_Description of the task_
Please rewrite all the rows below as a numbered list, leaving out any blank lines.
** BEGIN Dataset entries **
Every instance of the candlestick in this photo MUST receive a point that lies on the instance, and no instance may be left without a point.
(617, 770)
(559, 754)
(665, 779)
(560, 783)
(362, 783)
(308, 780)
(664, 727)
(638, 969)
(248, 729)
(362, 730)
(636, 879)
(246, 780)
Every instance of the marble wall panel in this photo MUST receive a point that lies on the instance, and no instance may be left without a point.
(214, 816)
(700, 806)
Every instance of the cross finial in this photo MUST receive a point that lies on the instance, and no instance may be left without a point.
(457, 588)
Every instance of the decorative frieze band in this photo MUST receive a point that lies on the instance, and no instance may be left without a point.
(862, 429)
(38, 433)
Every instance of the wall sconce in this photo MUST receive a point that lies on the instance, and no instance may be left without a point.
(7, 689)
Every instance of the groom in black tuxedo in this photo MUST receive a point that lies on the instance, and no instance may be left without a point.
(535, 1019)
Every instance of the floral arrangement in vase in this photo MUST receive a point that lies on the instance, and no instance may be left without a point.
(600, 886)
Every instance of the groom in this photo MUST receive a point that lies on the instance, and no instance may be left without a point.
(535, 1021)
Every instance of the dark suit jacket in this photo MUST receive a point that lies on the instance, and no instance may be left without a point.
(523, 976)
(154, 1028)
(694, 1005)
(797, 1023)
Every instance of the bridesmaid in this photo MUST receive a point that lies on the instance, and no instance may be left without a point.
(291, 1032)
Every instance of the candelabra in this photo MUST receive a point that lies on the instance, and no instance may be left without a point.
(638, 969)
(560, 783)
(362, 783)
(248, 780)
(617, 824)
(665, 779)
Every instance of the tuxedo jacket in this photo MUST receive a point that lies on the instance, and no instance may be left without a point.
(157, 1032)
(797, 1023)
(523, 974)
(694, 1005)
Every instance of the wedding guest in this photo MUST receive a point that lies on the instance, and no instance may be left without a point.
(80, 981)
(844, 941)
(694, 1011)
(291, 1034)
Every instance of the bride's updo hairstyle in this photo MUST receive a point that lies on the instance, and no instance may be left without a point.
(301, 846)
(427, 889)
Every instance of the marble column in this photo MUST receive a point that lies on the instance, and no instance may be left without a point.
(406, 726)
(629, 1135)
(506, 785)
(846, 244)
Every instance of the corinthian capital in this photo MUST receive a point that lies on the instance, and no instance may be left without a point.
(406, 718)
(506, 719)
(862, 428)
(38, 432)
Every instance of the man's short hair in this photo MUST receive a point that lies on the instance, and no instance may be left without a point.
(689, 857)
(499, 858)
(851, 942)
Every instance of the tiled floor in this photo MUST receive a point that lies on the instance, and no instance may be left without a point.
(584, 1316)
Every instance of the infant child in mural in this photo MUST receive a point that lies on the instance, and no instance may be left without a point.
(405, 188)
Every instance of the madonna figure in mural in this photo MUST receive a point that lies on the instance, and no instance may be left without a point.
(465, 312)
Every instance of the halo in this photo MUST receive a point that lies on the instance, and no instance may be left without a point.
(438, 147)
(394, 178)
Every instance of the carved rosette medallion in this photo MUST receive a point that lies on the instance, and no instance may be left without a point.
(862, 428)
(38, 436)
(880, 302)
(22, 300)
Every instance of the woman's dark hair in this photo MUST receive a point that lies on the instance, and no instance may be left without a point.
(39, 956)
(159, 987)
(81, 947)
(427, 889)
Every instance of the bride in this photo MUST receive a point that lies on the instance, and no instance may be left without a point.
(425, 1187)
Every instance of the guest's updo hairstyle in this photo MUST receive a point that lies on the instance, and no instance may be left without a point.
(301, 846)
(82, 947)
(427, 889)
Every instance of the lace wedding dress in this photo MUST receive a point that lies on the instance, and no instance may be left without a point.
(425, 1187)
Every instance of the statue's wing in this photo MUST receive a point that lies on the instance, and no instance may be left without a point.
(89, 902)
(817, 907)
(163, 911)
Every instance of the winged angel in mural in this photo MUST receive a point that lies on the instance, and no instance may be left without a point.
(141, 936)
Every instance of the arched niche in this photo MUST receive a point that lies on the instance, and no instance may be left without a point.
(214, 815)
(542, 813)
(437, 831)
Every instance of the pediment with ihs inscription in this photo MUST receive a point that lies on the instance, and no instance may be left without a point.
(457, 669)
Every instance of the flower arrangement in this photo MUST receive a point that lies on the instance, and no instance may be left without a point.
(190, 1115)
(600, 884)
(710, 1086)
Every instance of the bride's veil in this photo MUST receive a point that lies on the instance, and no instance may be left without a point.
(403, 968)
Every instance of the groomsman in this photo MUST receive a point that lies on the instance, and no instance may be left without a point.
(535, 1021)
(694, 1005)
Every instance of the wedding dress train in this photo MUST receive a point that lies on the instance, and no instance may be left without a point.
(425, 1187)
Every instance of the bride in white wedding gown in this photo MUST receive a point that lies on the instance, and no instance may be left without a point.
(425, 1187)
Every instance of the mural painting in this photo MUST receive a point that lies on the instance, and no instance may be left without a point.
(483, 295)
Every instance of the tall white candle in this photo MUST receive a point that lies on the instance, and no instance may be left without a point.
** END Dataset entries **
_Solution for this problem_
1. Every instance of the candlestick in this photo MUST receive a point that lies on the instance, and no instance may be left without a point.
2. (617, 770)
3. (559, 754)
4. (665, 779)
5. (560, 783)
6. (362, 783)
7. (308, 780)
8. (664, 727)
9. (638, 969)
10. (248, 729)
11. (362, 730)
12. (636, 879)
13. (246, 780)
14. Every instance of the marble wall panel in this photo MUST receive a point that lies on the instance, and no instance may be left without a point.
15. (214, 816)
16. (700, 806)
17. Every instance of the cross finial in this photo MUST receive a point that lies on the instance, and no instance may be left without a point.
18. (457, 588)
19. Every instance of the decorative frieze band in this photo MUST receive a point that lies on the instance, and no instance may be left without a point.
20. (862, 429)
21. (38, 433)
22. Every instance of the wall sconce in this photo MUST receive a point that lies on the instance, and no instance may be left without a point.
23. (7, 689)
24. Every instance of the groom in black tuxedo in this photo MUST receive a point that lies on the instance, and no instance may be left without a point.
25. (535, 1019)
26. Every instance of the floral arrangement in vase in this photo MUST receive a point that lies on the instance, and no instance may be left without a point.
27. (600, 886)
28. Every instance of the groom in this photo MUST receive a point that lies on the instance, and no instance may be left without a point.
29. (535, 1021)
30. Every instance of the dark suit jacket in this photo MUST receive a point that lies on the instance, and no instance may be left without a point.
31. (523, 976)
32. (154, 1028)
33. (694, 1005)
34. (797, 1023)
35. Every instance of the bridesmaid in this photo MUST receive a point that lies on the instance, and no instance may be left without a point.
36. (291, 1032)
37. Every instance of the candelabra in this photo MUST receive a point that lies on the instance, and no instance may be left without a point.
38. (638, 969)
39. (560, 783)
40. (362, 783)
41. (248, 780)
42. (617, 824)
43. (665, 779)
44. Every instance of the tuxedo jacket in this photo MUST receive a point that lies on the instance, and no instance may be left without a point.
45. (157, 1032)
46. (797, 1023)
47. (523, 974)
48. (694, 1005)
49. Every instance of the wedding guest in this photo MUST receive a point that lies on the instance, and no instance may be left without a point.
50. (80, 981)
51. (844, 941)
52. (694, 1011)
53. (291, 1034)
54. Every instance of the bride's updo hairstyle in this photo MUST receive a point that lies on the instance, and no instance may be left without a point.
55. (301, 846)
56. (427, 889)
57. Every instance of the marble column in this photo MUST receive a point that lies on the instance, and no instance may be left without a point.
58. (406, 726)
59. (629, 1135)
60. (506, 785)
61. (846, 244)
62. Every instance of the corinthian capital in this photo MUST receive a point that lies on the instance, and no instance may be left without a point.
63. (406, 718)
64. (506, 719)
65. (862, 428)
66. (38, 432)
67. Every instance of the man's short hair in this photo MUST receive a point that lies on the instance, and no instance may be left without a point.
68. (689, 857)
69. (499, 858)
70. (851, 942)
71. Every instance of the tiled floor in this photo MUST receive a point that lies on the instance, and no instance may be left without a point.
72. (584, 1316)
73. Every instance of the infant child in mural in this photo MUST receive a point that lies on the instance, and no instance may be left without a point.
74. (405, 188)
75. Every instance of the madonna figure in mural in this photo MUST receive a point that lies on the instance, and no instance may be left without a point.
76. (465, 312)
77. Every instance of the halo in this photo MUST receive a point that lies on the instance, and no instance may be left without a point.
78. (438, 147)
79. (394, 178)
80. Every instance of the carved rosette medallion in this photo MUST receive a point that lies on the instance, and no instance may be left without a point.
81. (862, 428)
82. (38, 436)
83. (880, 302)
84. (22, 300)
85. Every instance of the woman's dark hair in this photo MUST receive a point that lies on the instance, and no instance may be left without a point.
86. (39, 956)
87. (159, 987)
88. (81, 947)
89. (427, 889)
90. Every instance of the bride in this photo MUST receive a point that lies on the instance, and no instance may be left without a point.
91. (425, 1187)
92. Every instance of the guest's updo hairstyle in this photo MUST receive a point that lies on the instance, and no instance may be left without a point.
93. (301, 846)
94. (82, 947)
95. (427, 889)
96. Every instance of the lace wedding dress in this photo MUST receive a point that lies on the instance, and no instance may be left without a point.
97. (425, 1187)
98. Every instance of the statue's wing in this photo MUST receive a point that lies on the instance, and no instance may be left without a point.
99. (89, 902)
100. (817, 907)
101. (163, 911)
102. Every instance of the winged angel in mural in this photo MUST receive a point that lies on the instance, and no instance may be left without a point.
103. (141, 936)
104. Every instance of the arched niche in this photo MUST receive a point that lies on the instance, and no instance may be left without a point.
105. (214, 815)
106. (542, 813)
107. (437, 831)
108. Every instance of the pediment with ihs inscription in this photo MUST receive a point that lies on the instance, and no instance may be left without a point.
109. (457, 669)
110. Every instance of the flower arrangement in this photo MUST receive a point that lies on the instance, and no instance may be left without a point.
111. (190, 1115)
112. (600, 884)
113. (710, 1086)
114. Every instance of the bride's veil in this photo MUST receive a point that lies on the instance, and no instance may be left without a point.
115. (403, 968)
116. Every instance of the groomsman in this photo MUST receive a point that lies on the instance, and no instance may be left without a point.
117. (535, 1021)
118. (694, 1005)
119. Every instance of the wedding dress train in this photo MUST receive a point that lies on the instance, and no instance may be left without a point.
120. (425, 1187)
121. Every instance of the bride in white wedding gown in this photo MUST receive a point that lies on the instance, and no instance may be left without a point.
122. (425, 1187)
123. Every instance of the mural painting in this photo MUST receive a point that lies on the instance, and no instance may be left without a point.
124. (483, 295)
125. Every instance of the tall white candle in this photo MUST receive a point that lies on the instance, and no instance may be left without a point.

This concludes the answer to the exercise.